ТЕКСТ ДЛЯ ЧТЕНИЯ »
За каких-нибудь 2–3 года со времени восшествия на престол Фридриха-Вильгельма IV оппозиционное движение сделало в Германии значительные шаги вперед. Фридрих-Вильгельм IV своими постоянными колебаниями между либеральными уступками и реакционными гонениями как нельзя лучше служил росту оппозиционного движения, которое всегда выигрывало от подобных растерянных колебаний правительственного курса. Брожение во всей стране росло и вширь, и вглубь, оно все лучше политически организовывалось, оно захватывало все более и более широкие слои. Отношения между правительством и народом благодаря этому все более обострялись. Еще недавно провозглашенная новая эра взаимного доверия быстро отходила в прошлое, а борьба между правительством и народом ярко разгоралась. Уступки, которые время от времени правительство со злобой бросало в угоду ненасытному времени, не только не останавливали, но еще усиливали оппозиционное движение.
Фридрих-Вильгельм IV был серьезно уверен в божественности своей власти, а между тем в стране «божественный авторитет» королевской власти находил все менее и менее верующих. Народ начинал все более и более скептически относится к уверениям правительства. «Самой характерной чертой переживаемой эпохи, – говорит один из современников, – является упадок веры в правдивость правительства. Даже делались все усилия, чтобы открыто заявить об этом недоверии. Так, например, в Берлине появилась книга «Речи и тосты короля», представляющая простое сопоставление различных речей короля и на этом примере иллюстрирующая, насколько официальные речи не отвечают истине. Ореол власти Божьей Милостью уже не ослеплял глаз, пурпур уже не скрывал человека».
Как глубоко понимало правительство характер оппозиционного движения, хорошо показывает заявление кенигсбергского обер-президента, уверявшего, что он «вполне точно знает, что кенигсбергские либералы находятся на жалованье у русского правительства».
Такова была общая атмосфера политической жизни Германии той эпохи, когда Карл Маркс, сдав свой государственный экзамен, собирался вступить на поприще профессорской деятельности. Мы же видели, что реакционные гонения, предпринятые немецким правительством против ближайшего друга Маркса Бруно Бауера, и лишение последнего кафедры ясно показали Марксу, что с кафедр тогдашней Германии свободная наука не могла преподаваться. Оставив окончательно мысль о профессорской деятельности, Маркс решил отдаться публицистике.
К публицистике его давно тянуло, и еще на университетской скамье он делал неудавшиеся попытки литературной деятельности. Переписываясь с Бруно Бауером о своей преподавательской деятельности по кафедре философии, Карл
Маркс в то же время планирует со своим другом издание радикального журнала. И как только при первом же столкновении с суровою жизнью разбились его мечты об университетской кафедре, Маркс принялся за литературу.
С восшествием на престол Фридриха-Вильгельма IV у либерального общества появилась надежда, что теперь печать, наконец, вздохнет свободно, и действительно, новый король не скупился на комплименты по адресу печати, а через некоторое время появились новые инструкции цензорам, обещавшие в «разумных пределах» водворить свободу печати. В высочайшем послании по поводу подготовляемых новых законов о печати говорилось: «Для того, чтобы уже теперь избавить прессу от неуместных, не соответствующих Высочайшим видам ограничений, Его Величество в Высочайшем послании к государственному министерству твердо высказал свое неудовольствие по поводу неуместных притеснений литературной деятельности и признал значение и необходимость свободной и приличной публицистики».

ИСХОДНЫЕ ДАННЫЕ »
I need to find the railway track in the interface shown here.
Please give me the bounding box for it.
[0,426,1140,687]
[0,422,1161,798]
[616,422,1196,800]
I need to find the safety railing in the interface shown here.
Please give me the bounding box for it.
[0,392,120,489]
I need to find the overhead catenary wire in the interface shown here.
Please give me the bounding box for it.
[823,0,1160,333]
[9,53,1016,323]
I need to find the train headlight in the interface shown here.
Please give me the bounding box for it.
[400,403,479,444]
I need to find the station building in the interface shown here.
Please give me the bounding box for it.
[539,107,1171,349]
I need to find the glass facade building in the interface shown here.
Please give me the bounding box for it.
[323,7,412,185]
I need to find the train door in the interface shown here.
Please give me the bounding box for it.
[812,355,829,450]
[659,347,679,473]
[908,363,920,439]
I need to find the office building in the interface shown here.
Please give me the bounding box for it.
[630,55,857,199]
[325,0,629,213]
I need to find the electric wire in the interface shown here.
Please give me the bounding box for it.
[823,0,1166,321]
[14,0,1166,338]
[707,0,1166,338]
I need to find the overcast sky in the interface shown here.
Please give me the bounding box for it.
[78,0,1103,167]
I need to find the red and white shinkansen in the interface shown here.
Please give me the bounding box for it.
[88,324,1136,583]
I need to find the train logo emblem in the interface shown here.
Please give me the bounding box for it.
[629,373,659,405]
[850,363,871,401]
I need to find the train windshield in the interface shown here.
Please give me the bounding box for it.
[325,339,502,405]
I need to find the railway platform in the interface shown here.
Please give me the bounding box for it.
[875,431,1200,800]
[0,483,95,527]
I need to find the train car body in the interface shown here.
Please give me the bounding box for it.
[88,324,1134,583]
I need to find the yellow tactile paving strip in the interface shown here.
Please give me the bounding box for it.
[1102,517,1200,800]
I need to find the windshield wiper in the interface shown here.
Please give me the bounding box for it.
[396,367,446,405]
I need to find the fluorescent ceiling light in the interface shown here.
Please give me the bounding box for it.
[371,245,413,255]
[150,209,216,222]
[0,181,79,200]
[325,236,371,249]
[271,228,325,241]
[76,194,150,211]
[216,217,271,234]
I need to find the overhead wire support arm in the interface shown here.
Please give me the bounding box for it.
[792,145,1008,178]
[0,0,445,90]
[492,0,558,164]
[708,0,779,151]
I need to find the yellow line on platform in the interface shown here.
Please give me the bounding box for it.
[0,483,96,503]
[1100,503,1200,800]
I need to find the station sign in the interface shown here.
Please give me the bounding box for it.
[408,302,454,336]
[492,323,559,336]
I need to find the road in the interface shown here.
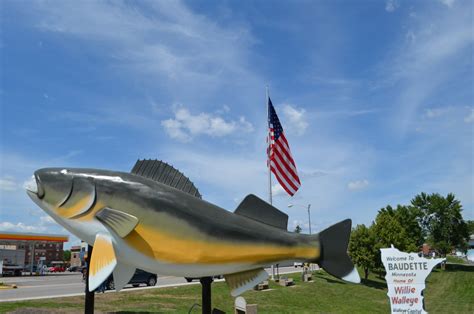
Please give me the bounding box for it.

ЗАДАНИЕ 1 » Перепишите из текста о Марксе фрагмент, который начинается со слов «К публицистике его» и заканчивается словами «принялся за литературу.».
ЗАДАНИЕ 2 » Что, согласно тексту о Марксе, утверждал кенигсбергский обер-президент о кенигсбергских либералах?
ЗАДАНИЕ 3 » Продолжите текст о Марксе, начав сразу после его последнего предложения.

ПИСЬМЕННЫЙ ОТВЕТ 1 »
К публицистике его давно тянуло, и еще на университетской скамье он делал неудавшиеся попытки литературной деятельности. Переписываясь с Бруно Бауером о своей преподавательской деятельности по кафедре философии, Карл
Маркс в то же время планирует со своим другом издание радикального журнала. И как только при первом же столкновении с суровою жизнью разбились его мечты об университетской кафедре, Маркс принялся за литературу.

ПИСЬМЕННЫЙ ОТВЕТ 2 » Он уверял, что кенигсбергские либералы находятся на жалованье у русского правительства.

ПИСЬМЕННЫЙ ОТВЕТ 3 »
По поводу этих-то сборов правительства соединить цензуру со свободою прессы и напечатал свою первую статью Карл Маркс.
Обещание дать свободу печати нисколько, конечно, не мешало правительству Фридриха-Вильгельма IV на деле продолжать все ту же старую политику свирепого преследования малейшего намека на действительно свободное слово.
Маркс предназначал свою статью для журнала «Deutsche JahrbQcher», но статья эта еще не была закончена, когда свирепствующая цензура сделала невозможным ее появление в этом журнале. Редактор этого журнала Руге[4] по поводу цензурных преследований писал Марксу от 25 февраля 1842 г.: «Дорогой друг, одновременно с вашей критикой цензуры прусская тенденционная цензура активно принялась за наш «Ежегодник». Вот уже целая неделя, как цензор вычеркивает нашу «вредную тенденцию». Можете себе представить, что из этого выходит. Ваша статья не может появиться; все, что напоминает о Бауэре, Фейербахе и обо мне, не пропускается. Благодаря этому, в моем распоряжении оказался подбор прекрасных и пикантных вещей, уготовляющих цензуре оглушительную пощечину. Не согласитесь ли вы, чтобы и ваша статья вместе с другими запрещенными статьями была напечатана в Швейцарии в сборнике «Anecdota philosophica» Фейербаха, Бауера, Руге и др., если вы не захотите, чтобы было названо ваше имя».
Маркс, конечно, согласился. В начале марта появились два тома сборника «Anecdota», в которых была помещена статья Карла Маркса. Сборник носил название «Anecdota zur neuesten deutschen Philosophic und Publicistik» herausgo geben von Arnold Ruge».
Статья Маркса, подписанная псевдонимом «Житель Рейна», тогда же обратила внимание на начинающего литератора. И действительно, чуждая всякой декламации и фразы, эта статья мастерски разбирает по косточкам всю цензурную инструкцию прусского правительства; спокойною и твердою рукой вскрывает все ее замаскированные внутренние противоречия и доказывает, что немецким писателям не приходится надеяться, что подобные инструкции могут улучшить их положение. Обнаруживая в авторе глубокий, анализирующий ум, эта статья, однако, еще не носит ни малейших следов чего-либо специфически-марксистского.
В этой статье, по всей видимости, Карл Маркс еще не стоял не только на социалистической, но и на крайней радикальной точке зрения. Он начинает свою статью с заявления: «Мы не принадлежим к числу тех недовольных, которые еще до выхода нового цензурного эдикта восклицали: «Timeo Danaos et dona ferentes» («Бойся данайцев, дары приносящих»). Но по отношению к прусскому самодержавному правительству подобное авансированное недоверие было, конечно, как нельзя более уместно.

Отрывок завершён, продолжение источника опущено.